--- Start ---

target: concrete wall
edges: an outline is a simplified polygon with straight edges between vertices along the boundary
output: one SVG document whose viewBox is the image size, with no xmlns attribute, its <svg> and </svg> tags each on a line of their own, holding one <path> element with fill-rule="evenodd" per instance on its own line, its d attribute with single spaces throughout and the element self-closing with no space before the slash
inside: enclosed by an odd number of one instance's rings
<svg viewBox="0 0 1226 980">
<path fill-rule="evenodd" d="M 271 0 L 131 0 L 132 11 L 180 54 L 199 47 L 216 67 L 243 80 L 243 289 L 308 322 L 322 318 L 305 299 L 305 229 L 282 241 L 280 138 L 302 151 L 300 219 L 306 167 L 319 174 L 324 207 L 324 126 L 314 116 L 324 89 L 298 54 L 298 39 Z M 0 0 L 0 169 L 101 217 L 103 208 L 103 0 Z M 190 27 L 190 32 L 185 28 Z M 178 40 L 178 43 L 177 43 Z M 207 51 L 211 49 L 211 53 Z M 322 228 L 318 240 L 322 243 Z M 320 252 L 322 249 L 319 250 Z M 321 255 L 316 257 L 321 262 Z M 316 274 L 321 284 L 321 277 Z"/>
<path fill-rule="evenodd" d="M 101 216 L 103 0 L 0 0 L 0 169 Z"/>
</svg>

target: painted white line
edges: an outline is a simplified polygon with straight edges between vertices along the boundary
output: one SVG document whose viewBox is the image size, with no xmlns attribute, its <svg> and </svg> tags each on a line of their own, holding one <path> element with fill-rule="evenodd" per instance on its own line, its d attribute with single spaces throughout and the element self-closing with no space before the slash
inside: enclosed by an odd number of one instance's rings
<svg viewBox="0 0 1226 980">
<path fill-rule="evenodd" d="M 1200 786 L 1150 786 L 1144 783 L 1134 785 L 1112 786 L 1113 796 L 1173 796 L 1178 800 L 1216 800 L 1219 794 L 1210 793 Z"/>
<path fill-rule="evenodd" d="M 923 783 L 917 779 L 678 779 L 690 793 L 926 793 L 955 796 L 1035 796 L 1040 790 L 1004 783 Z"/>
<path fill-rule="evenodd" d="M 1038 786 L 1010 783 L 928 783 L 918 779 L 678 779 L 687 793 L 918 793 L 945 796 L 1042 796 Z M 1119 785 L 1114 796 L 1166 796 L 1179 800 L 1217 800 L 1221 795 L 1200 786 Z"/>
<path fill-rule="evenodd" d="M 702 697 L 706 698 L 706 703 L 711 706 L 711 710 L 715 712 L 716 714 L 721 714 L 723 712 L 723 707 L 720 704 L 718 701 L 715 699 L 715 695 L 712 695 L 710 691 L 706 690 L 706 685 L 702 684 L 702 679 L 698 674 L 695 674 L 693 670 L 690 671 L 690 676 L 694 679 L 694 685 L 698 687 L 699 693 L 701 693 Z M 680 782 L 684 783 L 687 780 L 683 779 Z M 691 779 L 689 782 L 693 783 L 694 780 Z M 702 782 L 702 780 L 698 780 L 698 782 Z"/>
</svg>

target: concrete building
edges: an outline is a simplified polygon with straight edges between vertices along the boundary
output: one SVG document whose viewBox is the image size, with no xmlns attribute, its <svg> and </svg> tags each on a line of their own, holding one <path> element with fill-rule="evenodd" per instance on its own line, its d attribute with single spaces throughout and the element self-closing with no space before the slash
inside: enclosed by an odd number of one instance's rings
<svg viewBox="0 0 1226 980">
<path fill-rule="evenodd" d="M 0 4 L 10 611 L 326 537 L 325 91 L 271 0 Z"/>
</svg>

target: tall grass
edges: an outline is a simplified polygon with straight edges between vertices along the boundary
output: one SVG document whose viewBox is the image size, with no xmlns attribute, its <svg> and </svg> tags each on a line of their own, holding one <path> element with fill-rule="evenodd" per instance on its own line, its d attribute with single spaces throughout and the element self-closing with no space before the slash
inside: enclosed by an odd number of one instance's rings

--- End ---

Rewrite the rows starting with the line with "target: tall grass" and going on through the end of the rows, putting "straight sides" in place of "straight edges" and keeping everything else the same.

▶ **Exercise response**
target: tall grass
edges: an outline is a simplified polygon with straight sides between vertices along the boundary
output: one SVG document whose viewBox is the image size, with no xmlns attribute, its <svg> and </svg> tags each on a line of their own, holding one <path> element with fill-rule="evenodd" per instance on its own line, its d attribute with single spaces throughout and the element self-closing with no space before the slash
inside: enclosed by an odd number of one instance's rings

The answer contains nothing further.